SHORT TASK 1: Find every line in the entries below that contains the word "sign", and copy each of those lines.

EXTRACT:

————————

Re: [DISCUSS] Gelly iteration abstractions

Stephan Ewen Mon, 23 Feb 2015 07:21:10 -0800

Closed-loop iterations are much more efficient right now. Long for loops
suffer from memory fragmentation (an issue that is in the list to fix).


Also, closed loops can be stateful (delta iterations) and do not require
task re-deployment.

On Mon, Feb 23, 2015 at 4:15 PM, Vasiliki Kalavri <vasilikikala...@gmail.com
> wrote:

> I see that's cool :-)
> So, what is the advantage of closed-loop versus for-loop iterations?
> Custom convergence criteria / aggregators and more efficient execution
> plans?
>
> On 23 February 2015 at 15:01, Stephan Ewen <se...@apache.org> wrote:
>
> > For loops are basically rolled out - they yield long execution plans.
> >
> > On Mon, Feb 23, 2015 at 2:44 PM, Vasiliki Kalavri <
> > vasilikikala...@gmail.com
> > > wrote:
> >
> > > for-loop iterations could cover some cases, I guess, when the number of
> > > iterations is known beforehand.
> > > Are there currently any restrictions on what can be used inside a
> > for-loop?
> > > How are they translated into execution plans?
> > >
> > > On 23 February 2015 at 13:08, Stephan Ewen <se...@apache.org> wrote:
> > >
> > > > Some things may not work well as "closed-loop" iterations.
> > > >
> > > > Is it possible to express those as for-loop iterations?
> > > >
> > > > On Mon, Feb 23, 2015 at 1:03 PM, Vasiliki Kalavri <
> > > > vasilikikala...@gmail.com
> > > > > wrote:
> > > >
> > > > > Hi Stephan,
> > > > >
> > > > > yes, this would work for the cases where an algorithm only updates
> > the
> > > > > vertex values or only updates the edge values.
> > > > >
> > > > > What we would like to also support is
> > > > > (a) algorithms where both vertices and edges are updated in one
> > > iteration
> > > > > (b) algorithms where the graph structure changes from one iteration
> > to
> > > > the
> > > > > next and
> > > > > (c) branching inside an iteration, i.e. executing a different
> > > "iteration
> > > > > body" based on some condition.
> > > > >
> > > > > We can still currently implement those with regular Flink iteration
> > > > > operators, but the resulting code is not that nice or efficient.
> > > > > For example, if we want to update both edges and vertex values, we
> > can
> > > > > still create a solution set where the vertex values are attached to
> > > each
> > > > > edge.
> > > > > Regarding branching inside an iteration, we can use an aggregator
> > that
> > > > > tracks the iteration phase, but then we need to somehow make the
> > > > different
> > > > > phases to consist of the same operators and also check the
> branching
> > > > > condition inside each UDF.
> > > > >
> > > > > Cheers,
> > > > > V.

————————

SOURCE DATA:
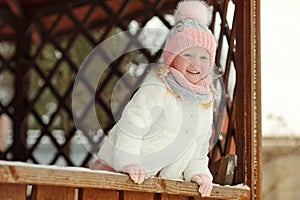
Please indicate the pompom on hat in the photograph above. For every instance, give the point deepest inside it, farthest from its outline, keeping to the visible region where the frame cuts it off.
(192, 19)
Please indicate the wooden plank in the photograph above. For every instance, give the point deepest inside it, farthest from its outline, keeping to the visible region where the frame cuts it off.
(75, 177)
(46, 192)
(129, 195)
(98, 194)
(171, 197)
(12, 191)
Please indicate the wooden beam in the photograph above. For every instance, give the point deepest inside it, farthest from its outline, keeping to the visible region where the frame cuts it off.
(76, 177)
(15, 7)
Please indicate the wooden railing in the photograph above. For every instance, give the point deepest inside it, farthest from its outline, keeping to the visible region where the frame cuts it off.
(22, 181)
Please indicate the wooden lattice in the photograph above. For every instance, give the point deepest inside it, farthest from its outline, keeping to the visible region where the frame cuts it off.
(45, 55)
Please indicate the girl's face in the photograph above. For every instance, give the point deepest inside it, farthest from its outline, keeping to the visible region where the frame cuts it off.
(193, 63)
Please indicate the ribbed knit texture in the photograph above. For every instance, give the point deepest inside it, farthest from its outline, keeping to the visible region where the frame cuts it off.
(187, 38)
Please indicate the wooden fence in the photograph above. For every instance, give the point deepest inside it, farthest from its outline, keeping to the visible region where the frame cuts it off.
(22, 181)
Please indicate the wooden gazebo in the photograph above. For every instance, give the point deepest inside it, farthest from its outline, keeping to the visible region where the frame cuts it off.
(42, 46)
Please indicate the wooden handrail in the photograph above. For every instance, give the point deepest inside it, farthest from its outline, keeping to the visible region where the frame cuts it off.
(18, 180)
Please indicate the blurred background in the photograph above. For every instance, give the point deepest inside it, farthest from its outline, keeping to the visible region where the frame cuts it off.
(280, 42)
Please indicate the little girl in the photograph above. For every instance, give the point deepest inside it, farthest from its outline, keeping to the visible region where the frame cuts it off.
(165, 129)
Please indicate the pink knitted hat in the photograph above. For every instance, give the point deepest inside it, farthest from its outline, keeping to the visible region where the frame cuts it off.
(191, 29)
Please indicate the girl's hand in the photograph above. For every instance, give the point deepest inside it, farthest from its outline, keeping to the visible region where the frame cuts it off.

————————

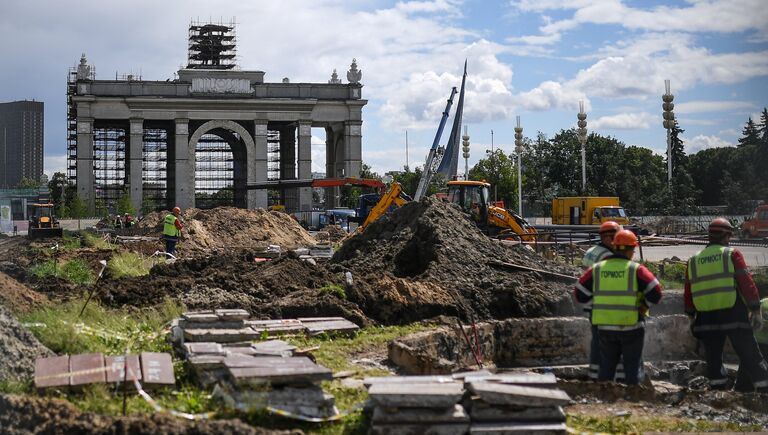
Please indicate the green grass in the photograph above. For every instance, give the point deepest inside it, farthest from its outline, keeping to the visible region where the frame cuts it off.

————————

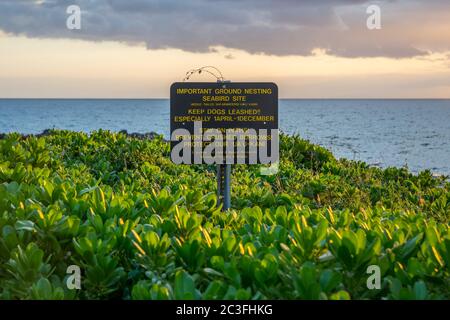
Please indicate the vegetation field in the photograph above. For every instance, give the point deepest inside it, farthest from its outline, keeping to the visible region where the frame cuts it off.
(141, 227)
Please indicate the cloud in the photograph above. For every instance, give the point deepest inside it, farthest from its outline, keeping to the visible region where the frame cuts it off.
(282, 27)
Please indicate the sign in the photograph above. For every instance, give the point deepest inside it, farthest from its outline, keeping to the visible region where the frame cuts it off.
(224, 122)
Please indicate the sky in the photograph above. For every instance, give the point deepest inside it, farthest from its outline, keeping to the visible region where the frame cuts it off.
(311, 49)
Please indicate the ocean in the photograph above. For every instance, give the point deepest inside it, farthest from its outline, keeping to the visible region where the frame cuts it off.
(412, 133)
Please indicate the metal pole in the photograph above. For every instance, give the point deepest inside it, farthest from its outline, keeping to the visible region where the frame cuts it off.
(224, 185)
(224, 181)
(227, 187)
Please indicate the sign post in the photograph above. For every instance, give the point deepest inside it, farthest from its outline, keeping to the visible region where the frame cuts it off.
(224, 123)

————————

SHORT TASK 2: Carry on the mailing-list thread about Gelly iteration abstractions, starting right after its last line.

EXERCISE RESPONSE 1:
Please indicate the sign in the photograph above. For every instance, give the point deepest inside it, farthest from its outline, keeping to the visible region where the frame cuts it off.
Please indicate the sign post in the photograph above. For every instance, give the point deepest inside it, farthest from its outline, keeping to the visible region where the frame cuts it off.

EXERCISE RESPONSE 2:
> > > > >
> > > > >
> > > > > On 23 February 2015 at 11:05, Stephan Ewen <se...@apache.org>
> wrote:
> > > > >
> > > > > > As a workaround, it should always work to get the Edge and Vertex
> > > data
> > > > > set
> > > > > > from the graph and use the regular Fink iteration operators?
> > > > > >
> > > > > >
> > > > > > On Sun, Feb 22, 2015 at 4:53 PM, Vasiliki Kalavri <
> > > > > > vasilikikala...@gmail.com
> > > > > > > wrote:
> > > > > >
> > > > > > > Hi,
> > > > > > >
> > > > > > > yes, I was referring to the parallel Boruvka algorithm. There
> are
> > > > > several
> > > > > > > ways to implement this one in Flink and I believe that the one
> > > > > described
> > > > > > in
> > > > > > > the paper (vertex-centric) is not the most elegant one :)
> > > > > > >
> > > > > > > Andra is now working on an idea that uses the delta iteration
> > > > > abstraction
> > > > > > > and we believe that it will be both more efficient and easier
> to
> > > > > > > understand. It has the edges in the solution set and the
> vertices
> > > in
> > > > > the
> > > > > > > workset, so it follows the pattern I describe in (2) in my
> > previous
> > > > > > e-mail.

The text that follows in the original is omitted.